**Trecho**
---+---

Vários são os exemplos. No Ceará, o governador Cid Gomes (PSB) é pressionado pela oposição e pela imprensa sobre o motivo de ter fretado um avião para uma viagem de 10 dias pela Europa, oficialmente a trabalho, em vez de utilizar uma aeronave de carreira. Questionado, adotou o discurso do presidente Lula quando indagado sobre o uso dos cartões corporativos: a tradição. “A gente apenas manteve o que já vinha sendo feito há 20 anos”, disse Cid Gomes ao jornal cearense O Povo.
O governador do Ceará também não respondeu à imprensa local quantas pessoas fizeram parte da comitiva. Os ex-governadores Tasso Jereissati (1987/1990, 1995/2002) e Lúcio Alcântara (2003/2006), por meio de suas respectivas assessorias, disseram que não iriam comentar as declarações de Cid Gomes. Em São Paulo, atéo início da semana, o governador José Serra (PSDB) também não permitia a publicação das despesas efetuadas no cartão corporativo. Com as denúncias, algumas contas foram abertas.
A partir de tais premissas, fica difícil levar a sério a mensagem oficial da Controladoria Geral da União (CGU), estampada no site Portal da Transparência, de que “a participação e o controle social não são apenas um direito de cada cidadão, mas, também, um dever”. O aviso segue, realçando a importância “que todos fiscalizem os recursos federais repassados a estados e municípios, como os recursos para a merenda escolar, para o Bolsa Família, para a saúde e para a erradicação do trabalho infantil, entre outros. Cabe a cada cidadão a tarefa de fiscalizar e acompanhar os gastos do governo federal”. Como fazer isso, contudo, é a grande caixa de pandora.
Bem público, uso privado
Pesquisadores e estudiosos costumam ser unânimes em uma questão: a apropriação de bens públicos para fins particulares é uma epidemia nacional. Pior, trata-se de uma manifestação de uma doença ainda mais grave, que é a falta de controle do Estado-Nação, submerso na escassez de fiscalização e de informações públicas. A própria adoção dos cartões corporativos pela União, como recurso fiscal, não seria maléfico. O uso irregular e a falta de fiscalização é que sim. Economistas e auditores fiscais ouvidos pelo Diario durante a semana foram enfáticos ao apontar a maior facilidade de fiscalizar e auditar as contas públicas com o advento dos cartões magnéticos, mas o descontrole sobre despesas e saques transformaram um recurso legal em escândalo.

---+---

**Enunciado da tarefa**
Escreva a continuação do trecho sobre os gastos com cartões corporativos, partindo do ponto em que ele termina. Este material não guarda relação alguma com o trecho.

---+---

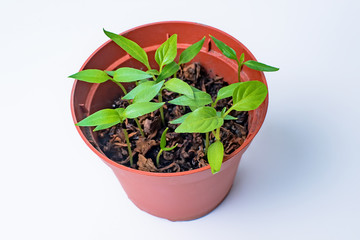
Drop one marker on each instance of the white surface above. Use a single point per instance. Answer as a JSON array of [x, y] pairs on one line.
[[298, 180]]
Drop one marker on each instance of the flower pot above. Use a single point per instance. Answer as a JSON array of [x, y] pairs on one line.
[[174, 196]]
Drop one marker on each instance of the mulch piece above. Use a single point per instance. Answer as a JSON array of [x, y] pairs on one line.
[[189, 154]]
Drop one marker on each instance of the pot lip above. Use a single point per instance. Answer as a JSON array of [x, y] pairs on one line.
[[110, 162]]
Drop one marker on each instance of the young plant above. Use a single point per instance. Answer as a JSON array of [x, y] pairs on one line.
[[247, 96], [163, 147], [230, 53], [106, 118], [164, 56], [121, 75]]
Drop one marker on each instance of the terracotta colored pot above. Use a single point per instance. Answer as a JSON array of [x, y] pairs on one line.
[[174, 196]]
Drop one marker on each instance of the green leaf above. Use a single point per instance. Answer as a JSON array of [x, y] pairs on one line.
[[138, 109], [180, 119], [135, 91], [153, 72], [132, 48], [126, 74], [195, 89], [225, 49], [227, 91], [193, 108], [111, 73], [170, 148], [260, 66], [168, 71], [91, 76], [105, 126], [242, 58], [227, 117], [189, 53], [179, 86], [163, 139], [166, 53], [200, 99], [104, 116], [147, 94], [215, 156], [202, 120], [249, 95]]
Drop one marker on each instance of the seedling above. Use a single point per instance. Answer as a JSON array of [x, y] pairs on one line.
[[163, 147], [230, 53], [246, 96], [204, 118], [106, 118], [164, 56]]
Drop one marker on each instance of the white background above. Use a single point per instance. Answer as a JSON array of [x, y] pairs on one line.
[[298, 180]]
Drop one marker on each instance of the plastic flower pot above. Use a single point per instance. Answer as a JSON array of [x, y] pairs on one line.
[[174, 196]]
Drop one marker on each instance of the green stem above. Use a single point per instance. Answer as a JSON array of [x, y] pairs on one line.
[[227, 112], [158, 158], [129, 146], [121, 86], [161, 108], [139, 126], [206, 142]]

---+---

**Resposta do exercício**
Para o cientista social Ailton Vieira da Cunha, a melhor definição do atual descontrole político reside no patrimonialismo. Ou seja, o comportamento político que não distingue os espaços do bem público e do bem privado. “A postura dos políticos brasileiros impede tanto o avanço da democracia como o fortalecimento da sociedade civil”, conclui. Ao mesmo tempo, Cunha acredita que o comportamento do servidor que usa indevidamente as benesses do cargo para fins particulares não fica atrás na escala de valores ou de desvalores.
Cunha esclarece. “O que é do governo pertence aos cidadãos; em dado espaço de tempo, o governante administra aquilo que é de todos, aquilo que é coisa pública. Portanto, a participação do cidadão na esfera pública em defesa do bem público é sinônimo de cidadania ativa, cultura cívica e democracia”, define, em um fator caracterizado pelo cientista como a “pedra angular do avanço da democracia”. Para ele, a cultura é herança dos governos absolutistas e, infelizmente, há pouca luz no fim do túnel e pouco espaço para a “pedra angular” no Brasil.